╭─ Materials provided
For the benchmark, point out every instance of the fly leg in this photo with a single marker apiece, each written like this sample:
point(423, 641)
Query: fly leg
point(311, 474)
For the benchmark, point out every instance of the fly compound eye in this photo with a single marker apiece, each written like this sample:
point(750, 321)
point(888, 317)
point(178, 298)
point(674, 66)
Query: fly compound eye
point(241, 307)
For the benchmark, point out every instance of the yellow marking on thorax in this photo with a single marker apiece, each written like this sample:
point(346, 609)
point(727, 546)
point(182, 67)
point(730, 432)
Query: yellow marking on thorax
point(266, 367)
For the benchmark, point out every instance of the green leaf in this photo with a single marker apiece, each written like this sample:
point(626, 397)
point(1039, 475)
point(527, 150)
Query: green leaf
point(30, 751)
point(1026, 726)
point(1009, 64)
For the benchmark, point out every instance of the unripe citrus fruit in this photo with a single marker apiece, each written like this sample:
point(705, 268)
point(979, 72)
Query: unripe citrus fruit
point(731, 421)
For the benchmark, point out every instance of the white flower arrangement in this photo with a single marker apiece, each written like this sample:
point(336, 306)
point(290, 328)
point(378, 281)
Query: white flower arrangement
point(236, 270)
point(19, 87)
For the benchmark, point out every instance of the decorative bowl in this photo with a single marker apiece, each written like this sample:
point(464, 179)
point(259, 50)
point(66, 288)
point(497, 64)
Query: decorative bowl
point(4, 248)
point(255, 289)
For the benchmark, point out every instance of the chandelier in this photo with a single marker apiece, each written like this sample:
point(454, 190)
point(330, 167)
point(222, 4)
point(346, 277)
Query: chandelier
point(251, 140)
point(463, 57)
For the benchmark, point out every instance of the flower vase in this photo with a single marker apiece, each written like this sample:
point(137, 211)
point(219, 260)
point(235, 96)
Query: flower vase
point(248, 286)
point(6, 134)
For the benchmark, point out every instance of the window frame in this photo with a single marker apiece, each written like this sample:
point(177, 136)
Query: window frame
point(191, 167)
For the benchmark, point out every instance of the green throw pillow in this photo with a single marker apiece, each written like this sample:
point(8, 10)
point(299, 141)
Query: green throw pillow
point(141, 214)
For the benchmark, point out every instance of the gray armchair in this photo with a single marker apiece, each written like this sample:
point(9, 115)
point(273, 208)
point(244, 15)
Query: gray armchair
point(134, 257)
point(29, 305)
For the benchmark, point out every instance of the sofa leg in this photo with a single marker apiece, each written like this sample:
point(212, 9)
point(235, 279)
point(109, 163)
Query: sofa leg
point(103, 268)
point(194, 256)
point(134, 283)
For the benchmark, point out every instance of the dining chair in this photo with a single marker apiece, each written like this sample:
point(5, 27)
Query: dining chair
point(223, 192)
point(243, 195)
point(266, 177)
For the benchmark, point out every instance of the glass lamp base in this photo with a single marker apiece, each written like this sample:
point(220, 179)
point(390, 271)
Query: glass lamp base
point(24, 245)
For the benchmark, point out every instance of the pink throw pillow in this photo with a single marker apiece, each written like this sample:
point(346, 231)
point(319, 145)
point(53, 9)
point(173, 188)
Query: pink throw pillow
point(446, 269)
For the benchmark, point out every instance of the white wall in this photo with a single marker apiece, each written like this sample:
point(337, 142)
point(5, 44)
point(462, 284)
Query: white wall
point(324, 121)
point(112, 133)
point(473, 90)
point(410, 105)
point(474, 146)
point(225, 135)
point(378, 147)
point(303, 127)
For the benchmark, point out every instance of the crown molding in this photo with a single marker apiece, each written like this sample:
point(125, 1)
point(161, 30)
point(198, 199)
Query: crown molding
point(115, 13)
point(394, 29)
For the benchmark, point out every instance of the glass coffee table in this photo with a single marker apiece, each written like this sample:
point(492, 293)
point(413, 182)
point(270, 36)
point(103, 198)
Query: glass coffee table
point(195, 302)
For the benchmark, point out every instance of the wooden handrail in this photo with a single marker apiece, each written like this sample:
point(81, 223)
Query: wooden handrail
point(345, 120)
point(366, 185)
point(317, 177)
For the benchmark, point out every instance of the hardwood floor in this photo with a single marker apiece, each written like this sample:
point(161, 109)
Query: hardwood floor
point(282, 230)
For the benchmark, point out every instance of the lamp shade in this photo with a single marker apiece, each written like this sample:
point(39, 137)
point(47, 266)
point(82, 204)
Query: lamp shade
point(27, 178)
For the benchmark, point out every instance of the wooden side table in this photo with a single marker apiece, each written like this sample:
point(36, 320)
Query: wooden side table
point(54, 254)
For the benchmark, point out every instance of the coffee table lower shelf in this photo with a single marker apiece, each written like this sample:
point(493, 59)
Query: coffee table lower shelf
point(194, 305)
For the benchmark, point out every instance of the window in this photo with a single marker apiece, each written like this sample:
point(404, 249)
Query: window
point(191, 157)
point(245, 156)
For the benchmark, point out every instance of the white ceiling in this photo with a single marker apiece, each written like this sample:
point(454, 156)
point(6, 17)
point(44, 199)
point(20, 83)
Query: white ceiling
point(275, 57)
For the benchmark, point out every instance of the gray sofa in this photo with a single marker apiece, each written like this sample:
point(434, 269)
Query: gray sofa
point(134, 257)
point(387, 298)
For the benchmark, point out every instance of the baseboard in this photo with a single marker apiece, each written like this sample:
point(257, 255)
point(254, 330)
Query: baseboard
╰─
• [Exercise aim]: Copy all of the data above word for word, changing nothing.

• [Exercise output]:
For the benchmark, point out every instance of the fly leg in this photo with a single marker apiece, each written like this sample:
point(423, 641)
Query: fly leg
point(311, 474)
For the benchmark, point out every instance of the fly compound eye in this photo with a single marker apiece, each written like this sample:
point(750, 321)
point(888, 317)
point(178, 298)
point(674, 66)
Query: fly compound eye
point(241, 307)
For the benchmark, point out every instance of the yellow marking on thorax in this photo with a single marker apiece, each written like this sample:
point(346, 609)
point(727, 546)
point(182, 67)
point(730, 432)
Query: yellow marking on thorax
point(266, 367)
For the benchmark, point out every instance of the green leaf in this photo with a single marker apiece, each written like this sample:
point(626, 397)
point(1039, 475)
point(527, 150)
Query: green leaf
point(30, 751)
point(1026, 726)
point(1009, 64)
For the benchmark, point out every instance of the unripe citrus fruit in this photo with a single marker apiece, each written like this sample:
point(705, 268)
point(979, 72)
Query: unripe citrus fruit
point(731, 421)
For the benchmark, point out every instance of the white flower arrangement in this photo with a single marker apiece, each written like this sample:
point(336, 306)
point(290, 328)
point(378, 281)
Query: white flower arrangement
point(236, 270)
point(19, 87)
For the benchmark, point out every instance of the decorative bowl in this photo with a single marker apiece, each written like this sample:
point(464, 179)
point(259, 50)
point(66, 288)
point(497, 64)
Query: decorative bowl
point(4, 248)
point(255, 289)
For the benchmark, point out every instance of the chandelier in this photo with a single marker apiece, each written like this sample:
point(454, 190)
point(330, 167)
point(222, 4)
point(346, 277)
Query: chandelier
point(251, 140)
point(463, 57)
For the benchmark, point out every instance of the flower vase in this photo with a single marker apiece, each written like this sample:
point(137, 211)
point(219, 260)
point(235, 96)
Query: flower vase
point(248, 286)
point(6, 134)
For the benchmark, point out every instance of the window frame in this photo with a single marker apiece, each written like this sample:
point(177, 136)
Query: window frame
point(191, 167)
For the benchmark, point out every instance of the green throw pillow in this photo with a single marker apiece, each written like this sample:
point(8, 10)
point(299, 141)
Query: green throw pillow
point(141, 214)
For the benchmark, point out every instance of the gray armchair in this photo with a single marker apiece, each written like this sample:
point(9, 115)
point(273, 208)
point(244, 15)
Query: gray armchair
point(134, 257)
point(29, 305)
For the benchmark, point out every instance of the sofa leg in this photo with a single marker apiece, each written like this sample:
point(212, 9)
point(235, 279)
point(109, 163)
Query: sofa leg
point(103, 268)
point(194, 256)
point(134, 283)
For the benchmark, point out every instance of the dining chair in this photo with a single marker apiece, each written like this sample:
point(5, 27)
Query: dining chair
point(223, 192)
point(243, 195)
point(266, 177)
For the benchmark, point out every instance of the glass lamp base in this photo with a single marker apiece, each written like this sample:
point(220, 179)
point(390, 271)
Query: glass lamp base
point(24, 245)
For the benchmark, point out every instance of the pink throw pillow in this photo with a single marker apiece, each written like this sample:
point(346, 231)
point(319, 145)
point(53, 9)
point(173, 188)
Query: pink throw pillow
point(446, 269)
For the benchmark, point out every instance of the white wall in this photo with a single marker apiece, each written like this sample:
point(337, 142)
point(5, 44)
point(462, 284)
Query: white wall
point(324, 121)
point(112, 133)
point(473, 90)
point(410, 105)
point(474, 146)
point(225, 135)
point(378, 147)
point(303, 127)
For the benchmark, point out every instance of the crown molding in this photo with a single marker apiece, each written like this sample:
point(125, 1)
point(161, 30)
point(198, 199)
Query: crown molding
point(115, 13)
point(394, 29)
For the benchmark, point out every instance of the glass coffee table in this photo with a single marker apiece, each written like this sample:
point(492, 293)
point(413, 182)
point(270, 36)
point(103, 198)
Query: glass coffee table
point(195, 302)
For the benchmark, point out every instance of the wooden handrail in this photo with a single marker apiece, each written like this sample:
point(81, 223)
Query: wooden handrail
point(345, 120)
point(366, 185)
point(317, 177)
For the benchmark, point out every instance of the hardwood floor in this photo with a single marker apiece, each written like this sample:
point(161, 109)
Query: hardwood floor
point(282, 230)
For the benchmark, point out every instance of the lamp shade in this photo with a single marker apiece, each written like this sample:
point(39, 137)
point(47, 266)
point(82, 204)
Query: lamp shade
point(27, 178)
For the benchmark, point out every instance of the wooden side table in this photo with a single marker apiece, each written like this sample:
point(36, 320)
Query: wooden side table
point(54, 254)
For the benchmark, point out every instance of the coffee table lower shelf in this photo with a single marker apiece, each written like this sample:
point(493, 59)
Query: coffee table lower shelf
point(194, 305)
For the benchmark, point out every instance of the window in this photo with a single marker apiece, each written like this sample:
point(404, 249)
Query: window
point(191, 157)
point(245, 156)
For the benchmark, point out every instance of the white ceiling in this photo with a single marker apiece, each written like this sample:
point(454, 156)
point(6, 17)
point(44, 199)
point(20, 83)
Query: white ceiling
point(275, 57)
For the benchmark, point out every instance of the gray sofa in this photo with a single marker apiece, each written like this sample:
point(434, 269)
Query: gray sofa
point(134, 257)
point(387, 298)
For the benchmark, point out every instance of the baseboard in this photo with a single marker apiece, each written like this sample:
point(257, 255)
point(254, 330)
Query: baseboard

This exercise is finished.